EXERCISE
Can you update each of the entries below so that "solitary tree" is replaced with "lone tree" and everything else stays the same?

+ + +

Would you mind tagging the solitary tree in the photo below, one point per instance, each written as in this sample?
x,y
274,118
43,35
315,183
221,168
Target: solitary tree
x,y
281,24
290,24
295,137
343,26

+ + +

EXERCISE RESPONSE
Would you mind tagging the lone tree in the photo below, one point per instance, each written as in this sample?
x,y
274,118
43,35
315,183
221,168
Target: lone tree
x,y
281,24
290,24
295,137
343,26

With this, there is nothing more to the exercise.